## Exercise
Answer these questions from the McClatchy text:
1. On what date did Kathy Vetter tell reporters that the company "has every right to use their work"?
2. Through which platform did McClatchy deploy Claude to rewrite existing stories?
3. What three things did McClatchy refuse?

======== Supplied text ========

At the 168-year-old chain, the conflict isn't about whether AI enters the newsroom. It's about whose name goes on what it produces.
McClatchy deployed Claude through Elvex to rewrite existing stories into listicles, summaries, and SEO variants. A golden retriever story from the Tacoma News Tribune was quietly AI-repurposed — paragraphs subtly rewritten, local flavor stripped, published on the same site. Staff weren't told.
At a March 17 meeting, Chief of Staff Kathy Vetter told reporters the company "has every right to use their work. It belongs to us." Reporters who can revoke bylines still see their work fed to the machine.
Journalists at the Sacramento Bee and Miami Herald began withholding bylines from AI-generated articles in April. By June, five Northwest papers — Tacoma, Tri-City Herald, Idaho Statesman, Olympian, Bellingham Herald — were on strike specifically over AI terms.
The union won a ban on AI newsgathering in the contract draft. McClatchy refused three things: a deepfake ban, a corrections policy for AI errors, and any codified AI ethics language. The company won't agree to be held to a standard it can be measured against.
Three primary sources read: CJR (Feven Merid, reported piece with named journalists Nicole Blanchard/Idaho Statesman, Kristine Sherred/Tacoma News Tribune, Bryan Clark/Idaho NewsGuild, Karlee Van De Venter/Tri-City Herald), The Wrap (cited by Tedium, paywalled), Tedium (Ernie Smith, commentary, cites The Wrap's reporting of the VP Eric Nelson and Kathy Vetter quotes). McClatchy VP Eric Nelson: "Journalists who embrace and experiment with this tool are going to win. Journalists who are defiant will fall behind. Bottom line: We need more stories and we need more inventory." The company uses Elvex (an enterprise AI adoption platform with a McClatchy case study on its site) and Nota (a generative vision agent). AI 'champions' were appointed across ~30 newsrooms to evangelize tools. The Northwest strike (NW Labor Press, June 2026) is the most recent escalation. The byline-as-control-point is the novel mechanism: reporters can't stop the AI from using their work, but they can refuse to attach their names. This is the inverse of the AP write-boundary conflict — there, the fight was over who writes; here, the fight is over who gets credit/blame for what the machine wrote from human reporting.

======== Study material ========

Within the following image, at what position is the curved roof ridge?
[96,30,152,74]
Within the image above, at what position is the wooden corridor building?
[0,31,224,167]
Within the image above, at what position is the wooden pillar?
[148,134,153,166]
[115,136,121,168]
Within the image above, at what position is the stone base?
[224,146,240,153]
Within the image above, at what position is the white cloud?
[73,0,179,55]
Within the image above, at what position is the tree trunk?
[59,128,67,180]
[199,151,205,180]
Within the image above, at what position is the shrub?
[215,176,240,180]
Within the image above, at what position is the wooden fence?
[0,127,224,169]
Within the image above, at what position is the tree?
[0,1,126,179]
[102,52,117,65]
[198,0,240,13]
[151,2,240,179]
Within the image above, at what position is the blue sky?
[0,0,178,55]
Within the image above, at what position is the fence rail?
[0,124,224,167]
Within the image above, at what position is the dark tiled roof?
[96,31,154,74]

========
======== Study material ========

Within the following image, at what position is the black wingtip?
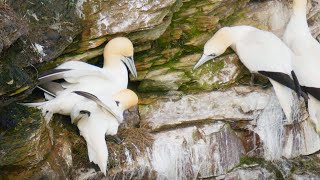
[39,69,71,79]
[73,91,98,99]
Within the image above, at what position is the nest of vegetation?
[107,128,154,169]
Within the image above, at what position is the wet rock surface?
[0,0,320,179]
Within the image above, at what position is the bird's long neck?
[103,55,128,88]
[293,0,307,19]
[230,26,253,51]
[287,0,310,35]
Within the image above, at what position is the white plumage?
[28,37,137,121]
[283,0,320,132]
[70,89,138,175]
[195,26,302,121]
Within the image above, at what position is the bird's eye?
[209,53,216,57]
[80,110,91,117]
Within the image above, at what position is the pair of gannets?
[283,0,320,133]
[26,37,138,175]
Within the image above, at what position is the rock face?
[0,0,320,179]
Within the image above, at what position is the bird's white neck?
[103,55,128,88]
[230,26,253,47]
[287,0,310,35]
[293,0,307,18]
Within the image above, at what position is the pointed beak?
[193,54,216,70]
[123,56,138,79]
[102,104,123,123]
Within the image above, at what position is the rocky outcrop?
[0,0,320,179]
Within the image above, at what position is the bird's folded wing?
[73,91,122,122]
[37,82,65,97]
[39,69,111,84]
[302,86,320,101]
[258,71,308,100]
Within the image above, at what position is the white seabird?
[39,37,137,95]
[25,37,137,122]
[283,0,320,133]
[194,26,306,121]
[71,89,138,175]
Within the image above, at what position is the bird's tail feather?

========
======== Study material ========

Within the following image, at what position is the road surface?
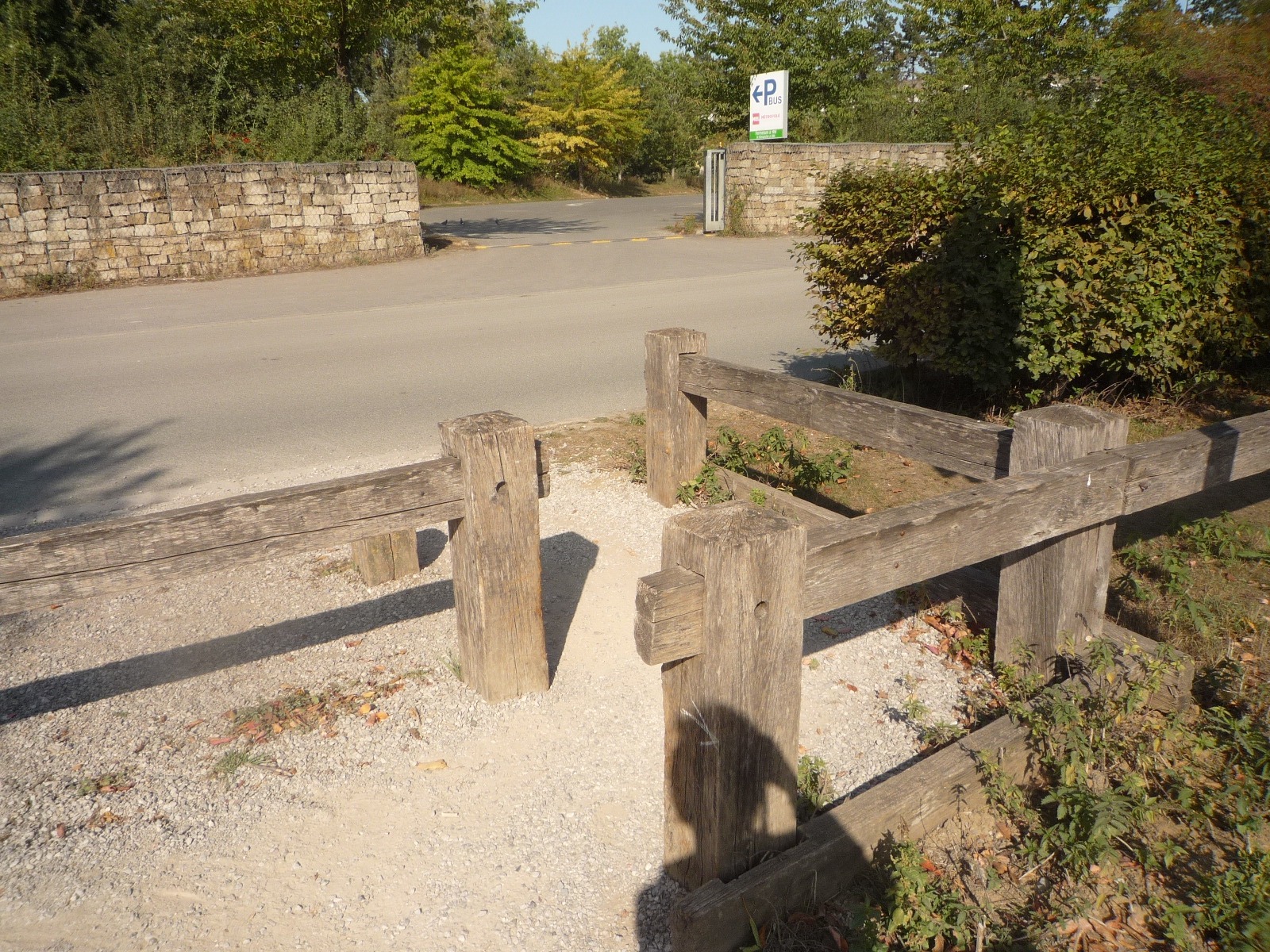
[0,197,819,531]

========

## Written answer
1. March 17
2. Elvex
3. A deepfake ban, a corrections policy for AI errors, and any codified AI ethics language